Print verbatim the lines from the beginning of the entries through the line containing "positive clicks: (249, 275)", both ends included. Pictures should be left out.

START INPUT DATA

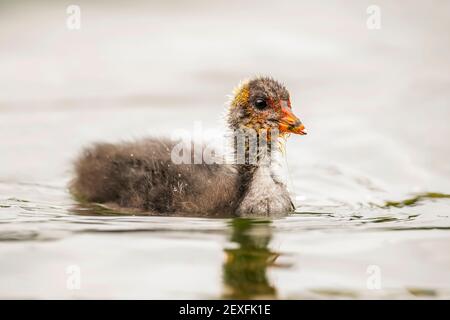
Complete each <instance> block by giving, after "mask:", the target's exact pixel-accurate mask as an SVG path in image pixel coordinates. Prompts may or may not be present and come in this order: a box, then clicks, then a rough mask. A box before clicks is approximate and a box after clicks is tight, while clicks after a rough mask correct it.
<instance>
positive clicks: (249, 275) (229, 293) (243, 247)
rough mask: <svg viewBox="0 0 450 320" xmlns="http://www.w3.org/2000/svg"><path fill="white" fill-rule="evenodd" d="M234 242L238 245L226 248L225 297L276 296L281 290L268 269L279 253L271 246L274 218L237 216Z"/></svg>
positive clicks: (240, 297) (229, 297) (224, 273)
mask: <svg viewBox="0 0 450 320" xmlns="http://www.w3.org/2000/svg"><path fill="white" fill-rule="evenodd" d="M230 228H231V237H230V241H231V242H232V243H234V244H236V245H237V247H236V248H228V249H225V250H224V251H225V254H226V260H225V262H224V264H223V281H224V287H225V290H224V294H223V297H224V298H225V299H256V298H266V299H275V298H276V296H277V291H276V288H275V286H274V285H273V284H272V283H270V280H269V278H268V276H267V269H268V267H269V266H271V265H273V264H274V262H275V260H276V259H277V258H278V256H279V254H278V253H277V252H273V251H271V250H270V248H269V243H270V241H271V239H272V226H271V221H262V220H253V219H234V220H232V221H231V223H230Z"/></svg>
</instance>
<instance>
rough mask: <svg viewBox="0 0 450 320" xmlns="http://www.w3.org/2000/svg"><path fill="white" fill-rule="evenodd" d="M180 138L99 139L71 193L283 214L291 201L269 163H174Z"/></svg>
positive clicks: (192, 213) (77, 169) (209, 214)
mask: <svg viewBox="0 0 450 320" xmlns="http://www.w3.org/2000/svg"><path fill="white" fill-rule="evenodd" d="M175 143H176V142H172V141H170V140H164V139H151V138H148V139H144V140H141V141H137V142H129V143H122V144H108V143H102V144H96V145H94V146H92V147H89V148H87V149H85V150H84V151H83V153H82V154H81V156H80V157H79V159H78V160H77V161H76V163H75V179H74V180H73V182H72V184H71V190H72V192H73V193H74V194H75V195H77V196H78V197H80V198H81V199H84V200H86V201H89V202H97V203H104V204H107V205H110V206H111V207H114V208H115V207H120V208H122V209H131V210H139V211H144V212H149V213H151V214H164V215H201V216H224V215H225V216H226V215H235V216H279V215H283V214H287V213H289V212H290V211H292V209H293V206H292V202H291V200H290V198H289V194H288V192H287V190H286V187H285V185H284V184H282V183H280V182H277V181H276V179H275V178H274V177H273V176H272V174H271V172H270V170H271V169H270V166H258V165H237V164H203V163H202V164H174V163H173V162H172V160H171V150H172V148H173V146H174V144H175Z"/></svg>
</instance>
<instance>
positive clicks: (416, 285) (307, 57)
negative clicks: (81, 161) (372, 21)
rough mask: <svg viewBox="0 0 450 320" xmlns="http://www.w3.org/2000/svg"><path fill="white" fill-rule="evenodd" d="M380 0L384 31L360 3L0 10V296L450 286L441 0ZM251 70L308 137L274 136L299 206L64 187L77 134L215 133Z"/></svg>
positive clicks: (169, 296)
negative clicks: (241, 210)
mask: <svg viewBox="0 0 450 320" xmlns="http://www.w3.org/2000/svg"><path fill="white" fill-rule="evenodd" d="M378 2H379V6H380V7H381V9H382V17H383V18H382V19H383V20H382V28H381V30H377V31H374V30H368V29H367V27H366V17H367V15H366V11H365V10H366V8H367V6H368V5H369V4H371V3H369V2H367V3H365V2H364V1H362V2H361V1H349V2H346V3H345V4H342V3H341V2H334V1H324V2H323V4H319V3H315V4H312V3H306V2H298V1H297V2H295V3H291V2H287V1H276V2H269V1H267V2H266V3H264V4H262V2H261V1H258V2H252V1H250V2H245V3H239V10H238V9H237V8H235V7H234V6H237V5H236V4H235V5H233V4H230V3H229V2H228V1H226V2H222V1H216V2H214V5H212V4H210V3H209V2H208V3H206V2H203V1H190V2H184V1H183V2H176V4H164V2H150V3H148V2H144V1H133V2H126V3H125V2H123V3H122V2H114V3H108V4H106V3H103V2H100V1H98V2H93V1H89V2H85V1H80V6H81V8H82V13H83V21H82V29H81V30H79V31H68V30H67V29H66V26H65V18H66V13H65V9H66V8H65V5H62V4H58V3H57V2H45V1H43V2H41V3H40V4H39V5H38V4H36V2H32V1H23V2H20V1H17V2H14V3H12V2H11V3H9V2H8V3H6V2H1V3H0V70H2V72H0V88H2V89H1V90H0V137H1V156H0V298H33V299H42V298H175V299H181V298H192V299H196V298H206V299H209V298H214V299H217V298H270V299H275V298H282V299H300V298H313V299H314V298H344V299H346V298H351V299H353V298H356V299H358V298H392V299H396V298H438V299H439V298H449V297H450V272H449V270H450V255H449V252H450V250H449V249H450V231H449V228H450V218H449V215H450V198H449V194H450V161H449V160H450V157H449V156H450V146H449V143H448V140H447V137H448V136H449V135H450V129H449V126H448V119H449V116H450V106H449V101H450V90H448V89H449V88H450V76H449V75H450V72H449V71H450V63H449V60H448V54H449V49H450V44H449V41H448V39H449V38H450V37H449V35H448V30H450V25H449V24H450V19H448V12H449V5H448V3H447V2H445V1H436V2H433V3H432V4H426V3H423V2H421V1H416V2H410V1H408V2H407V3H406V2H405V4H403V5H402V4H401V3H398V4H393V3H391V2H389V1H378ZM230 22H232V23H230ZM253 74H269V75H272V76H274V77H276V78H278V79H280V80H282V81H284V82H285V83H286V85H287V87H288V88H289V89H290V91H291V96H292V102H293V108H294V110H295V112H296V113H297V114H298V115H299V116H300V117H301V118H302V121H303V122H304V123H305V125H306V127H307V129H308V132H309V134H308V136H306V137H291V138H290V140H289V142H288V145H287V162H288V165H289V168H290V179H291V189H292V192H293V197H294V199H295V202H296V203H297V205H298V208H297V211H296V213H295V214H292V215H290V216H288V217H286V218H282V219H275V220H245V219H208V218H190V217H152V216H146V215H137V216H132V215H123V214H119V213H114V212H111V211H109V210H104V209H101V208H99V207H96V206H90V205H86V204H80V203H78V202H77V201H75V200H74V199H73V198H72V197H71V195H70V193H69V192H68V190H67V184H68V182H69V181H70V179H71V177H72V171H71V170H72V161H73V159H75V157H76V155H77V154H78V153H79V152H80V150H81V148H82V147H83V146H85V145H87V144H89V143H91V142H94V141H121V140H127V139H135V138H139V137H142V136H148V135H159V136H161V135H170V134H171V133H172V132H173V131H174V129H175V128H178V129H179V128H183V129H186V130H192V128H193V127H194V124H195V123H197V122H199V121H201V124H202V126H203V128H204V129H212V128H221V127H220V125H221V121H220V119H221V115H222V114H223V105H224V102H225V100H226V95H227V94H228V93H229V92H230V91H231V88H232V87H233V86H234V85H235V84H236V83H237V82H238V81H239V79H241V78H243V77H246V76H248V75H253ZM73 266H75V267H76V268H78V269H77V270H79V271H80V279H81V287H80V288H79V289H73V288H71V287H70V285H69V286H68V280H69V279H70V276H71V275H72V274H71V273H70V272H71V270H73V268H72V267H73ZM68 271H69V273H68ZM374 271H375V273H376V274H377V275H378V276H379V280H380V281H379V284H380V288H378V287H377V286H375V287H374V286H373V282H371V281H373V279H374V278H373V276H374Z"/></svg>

END INPUT DATA

EXERCISE RESPONSE »
Complete each <instance> block by giving, after "mask:", the target's exact pixel-accurate mask as an SVG path in image pixel coordinates. Prompts may or may not be present and come in this order: a box, then clicks, then a rough mask. A box before clicks is approximate and a box after clicks is tight, while clicks after a rough mask correct it.
<instance>
positive clicks: (249, 275) (229, 293) (243, 247)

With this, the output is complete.